• **Given request**: Format every line of the items below as a Markdown table with the columns "No." and "Line," numbering each row and skipping blank lines. Leave the pictures out of the table.

[Pointing and labeling items]
-------------------------

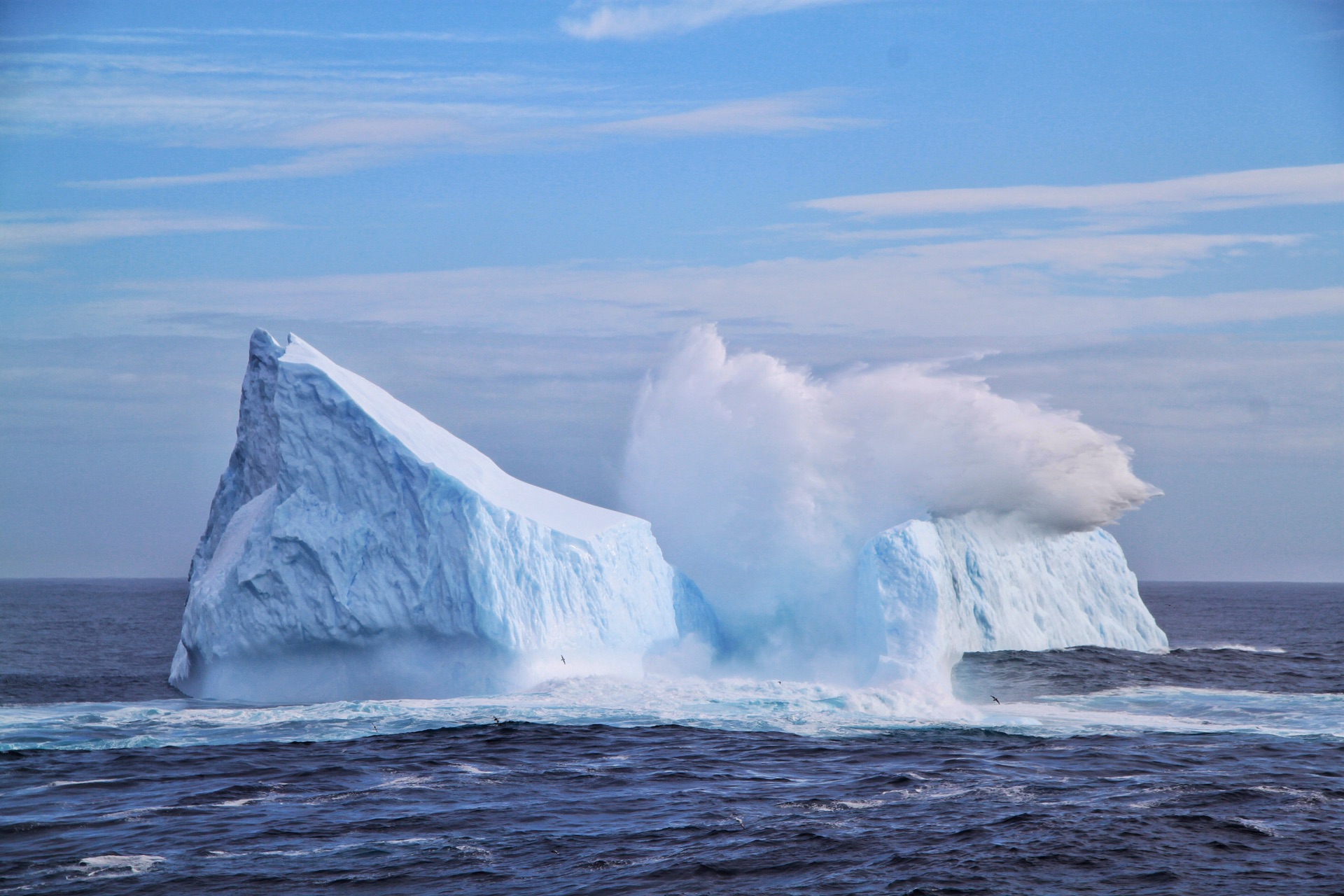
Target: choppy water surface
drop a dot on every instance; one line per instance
(1214, 769)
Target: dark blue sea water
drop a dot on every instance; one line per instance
(1214, 769)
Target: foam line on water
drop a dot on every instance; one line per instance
(724, 704)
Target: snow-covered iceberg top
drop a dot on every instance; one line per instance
(358, 550)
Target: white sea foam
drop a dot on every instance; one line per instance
(738, 704)
(118, 865)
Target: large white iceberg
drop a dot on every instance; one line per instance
(356, 550)
(933, 590)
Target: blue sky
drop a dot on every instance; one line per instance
(503, 213)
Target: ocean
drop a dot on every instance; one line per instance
(1217, 767)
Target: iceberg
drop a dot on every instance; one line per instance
(932, 590)
(355, 550)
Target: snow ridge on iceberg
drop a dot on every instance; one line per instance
(356, 550)
(991, 582)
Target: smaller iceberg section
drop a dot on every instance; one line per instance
(355, 550)
(933, 590)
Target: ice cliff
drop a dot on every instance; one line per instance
(933, 590)
(356, 550)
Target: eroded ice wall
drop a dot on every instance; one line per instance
(995, 582)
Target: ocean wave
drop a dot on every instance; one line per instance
(803, 708)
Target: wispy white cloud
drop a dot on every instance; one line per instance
(636, 19)
(1259, 188)
(23, 232)
(167, 35)
(340, 118)
(761, 115)
(319, 164)
(993, 293)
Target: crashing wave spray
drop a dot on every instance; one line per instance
(764, 484)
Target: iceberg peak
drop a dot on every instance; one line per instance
(358, 550)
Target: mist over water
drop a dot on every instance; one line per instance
(764, 481)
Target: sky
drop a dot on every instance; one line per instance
(507, 213)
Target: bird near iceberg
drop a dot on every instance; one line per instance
(356, 550)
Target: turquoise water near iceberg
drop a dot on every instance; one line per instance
(1215, 767)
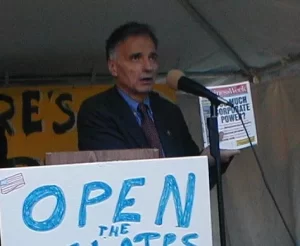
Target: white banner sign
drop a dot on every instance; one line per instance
(144, 202)
(229, 123)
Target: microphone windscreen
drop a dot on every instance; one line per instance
(173, 78)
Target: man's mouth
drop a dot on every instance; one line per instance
(147, 79)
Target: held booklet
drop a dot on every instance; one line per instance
(235, 137)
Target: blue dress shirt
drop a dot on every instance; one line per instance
(134, 106)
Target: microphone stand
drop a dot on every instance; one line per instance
(212, 123)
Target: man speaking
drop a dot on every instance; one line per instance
(130, 115)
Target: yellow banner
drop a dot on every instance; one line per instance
(43, 119)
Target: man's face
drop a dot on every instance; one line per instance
(135, 65)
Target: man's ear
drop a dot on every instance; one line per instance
(112, 67)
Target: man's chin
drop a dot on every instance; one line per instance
(145, 88)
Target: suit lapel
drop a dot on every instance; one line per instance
(127, 119)
(162, 125)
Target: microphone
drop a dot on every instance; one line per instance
(177, 81)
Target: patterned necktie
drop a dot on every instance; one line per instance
(149, 129)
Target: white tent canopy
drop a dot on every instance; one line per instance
(204, 37)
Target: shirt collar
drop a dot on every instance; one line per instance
(133, 104)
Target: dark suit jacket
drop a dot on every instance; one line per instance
(105, 121)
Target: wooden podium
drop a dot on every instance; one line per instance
(58, 158)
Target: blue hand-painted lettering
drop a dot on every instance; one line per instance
(169, 239)
(186, 239)
(124, 229)
(102, 229)
(170, 186)
(123, 202)
(86, 201)
(126, 242)
(147, 236)
(58, 213)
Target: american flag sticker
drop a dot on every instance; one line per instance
(12, 183)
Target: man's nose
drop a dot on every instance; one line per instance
(148, 64)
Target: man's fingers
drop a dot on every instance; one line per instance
(221, 135)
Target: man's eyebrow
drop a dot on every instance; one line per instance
(154, 53)
(136, 54)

-------------------------

• **Exercise output**:
| No. | Line |
|---|---|
| 1 | Target: choppy water surface |
| 2 | drop a dot on every instance; one line per instance |
| 3 | (1214, 769) |
| 4 | Target: dark blue sea water |
| 5 | drop a dot on every instance; one line per instance |
| 6 | (1214, 769) |
| 7 | Target: foam line on water |
| 8 | drop a dot on every instance; one line per instance |
| 9 | (724, 704) |
| 10 | Target: snow-covered iceberg top |
| 11 | drop a dot on every instance; one line per instance |
| 12 | (358, 550) |
| 13 | Target: white sea foam |
| 14 | drop a dot on every instance; one line per instance |
| 15 | (738, 704) |
| 16 | (118, 865) |
| 17 | Target: large white iceberg |
| 18 | drop a dot on every instance; one line per instance |
| 19 | (356, 550) |
| 20 | (933, 590) |
| 21 | Target: blue sky |
| 22 | drop a dot on every instance; one line per instance |
| 23 | (503, 213) |
| 24 | Target: ocean |
| 25 | drop a dot on every instance; one line per instance |
| 26 | (1217, 767) |
| 27 | Target: iceberg |
| 28 | drop a dot on every instance; one line per instance |
| 29 | (932, 590) |
| 30 | (355, 550) |
| 31 | Target: snow ridge on iceberg |
| 32 | drop a dot on every instance; one line per instance |
| 33 | (356, 550) |
| 34 | (991, 582) |
| 35 | Target: smaller iceberg section |
| 36 | drop a dot on every instance; one line per instance |
| 37 | (355, 550) |
| 38 | (933, 590) |
| 39 | Target: ice cliff |
| 40 | drop a dot on every instance; one line per instance |
| 41 | (933, 590) |
| 42 | (356, 550) |
| 43 | Target: eroded ice wall |
| 44 | drop a dot on every instance; one line per instance |
| 45 | (995, 582) |
| 46 | Target: ocean wave |
| 47 | drop a dot on every instance; one line per instance |
| 48 | (803, 708) |
| 49 | Target: wispy white cloud |
| 50 | drop a dot on every instance; one line per instance |
| 51 | (636, 19) |
| 52 | (1259, 188) |
| 53 | (23, 232) |
| 54 | (167, 35) |
| 55 | (340, 118) |
| 56 | (761, 115) |
| 57 | (319, 164) |
| 58 | (993, 293) |
| 59 | Target: crashing wave spray |
| 60 | drop a dot on every instance; one line per instance |
| 61 | (764, 484) |
| 62 | Target: iceberg peak |
| 63 | drop a dot on every instance; one line per instance |
| 64 | (358, 550) |
| 65 | Target: mist over water |
| 66 | drop a dot on every instance; one line per instance |
| 67 | (764, 481) |
| 68 | Target: sky |
| 69 | drop a dot on every instance; one line per instance |
| 70 | (507, 213) |
| 71 | Target: bird near iceberg |
| 72 | drop a dot on every instance; one line per instance |
| 73 | (356, 550) |
| 74 | Target: turquoise water near iceberg |
| 75 | drop a dot on every instance; one line per instance |
| 76 | (1215, 767) |
| 77 | Target: white banner sign |
| 78 | drop a dot on every instance; one line per instance |
| 79 | (144, 202) |
| 80 | (229, 123) |
| 81 | Target: microphone windscreen |
| 82 | drop a dot on every instance; one line per instance |
| 83 | (173, 78) |
| 84 | Target: man's mouth |
| 85 | drop a dot on every instance; one line per instance |
| 86 | (147, 79) |
| 87 | Target: held booklet |
| 88 | drop a dot on every instance; one line per instance |
| 89 | (235, 137) |
| 90 | Target: blue dress shirt |
| 91 | drop a dot on every instance; one line per instance |
| 92 | (134, 106) |
| 93 | Target: microphone stand |
| 94 | drop a dot on every instance; one line per instance |
| 95 | (212, 123) |
| 96 | Target: man speaking |
| 97 | drop a dot on every instance; one line per instance |
| 98 | (130, 115) |
| 99 | Target: yellow banner |
| 100 | drop a dot on every instance; one line per instance |
| 101 | (43, 119) |
| 102 | Target: man's face |
| 103 | drop a dot on every instance; one line per instance |
| 104 | (135, 65) |
| 105 | Target: man's ear |
| 106 | drop a dot on every instance; one line per instance |
| 107 | (112, 67) |
| 108 | Target: man's chin |
| 109 | drop a dot on every instance; one line per instance |
| 110 | (145, 88) |
| 111 | Target: suit lapel |
| 112 | drop a dot on every instance; one line per instance |
| 113 | (127, 119) |
| 114 | (162, 125) |
| 115 | Target: microphone |
| 116 | drop a dot on every instance; one line per instance |
| 117 | (177, 81) |
| 118 | Target: patterned necktie |
| 119 | drop a dot on every instance; one line per instance |
| 120 | (149, 129) |
| 121 | Target: white tent canopy |
| 122 | drop a dot on every instance; one line per instance |
| 123 | (204, 37) |
| 124 | Target: shirt collar |
| 125 | drop a dot on every instance; one line per instance |
| 126 | (133, 104) |
| 127 | Target: dark suit jacket |
| 128 | drop a dot on every instance; one line per instance |
| 129 | (105, 121) |
| 130 | Target: wooden podium |
| 131 | drop a dot on every instance; one line per instance |
| 132 | (58, 158) |
| 133 | Target: blue hand-painted lettering |
| 134 | drop a dot on every instance; one line per instance |
| 135 | (169, 239) |
| 136 | (186, 239) |
| 137 | (124, 229) |
| 138 | (102, 229) |
| 139 | (170, 186) |
| 140 | (123, 202) |
| 141 | (86, 201) |
| 142 | (126, 242) |
| 143 | (147, 236) |
| 144 | (58, 213) |
| 145 | Target: american flag sticker |
| 146 | drop a dot on every instance; one line per instance |
| 147 | (12, 183) |
| 148 | Target: man's nose |
| 149 | drop a dot on every instance; one line per instance |
| 150 | (148, 64) |
| 151 | Target: man's fingers |
| 152 | drop a dot on every instance; one line per instance |
| 153 | (221, 135) |
| 154 | Target: man's eyebrow |
| 155 | drop a dot on every instance; one line per instance |
| 156 | (154, 53) |
| 157 | (136, 54) |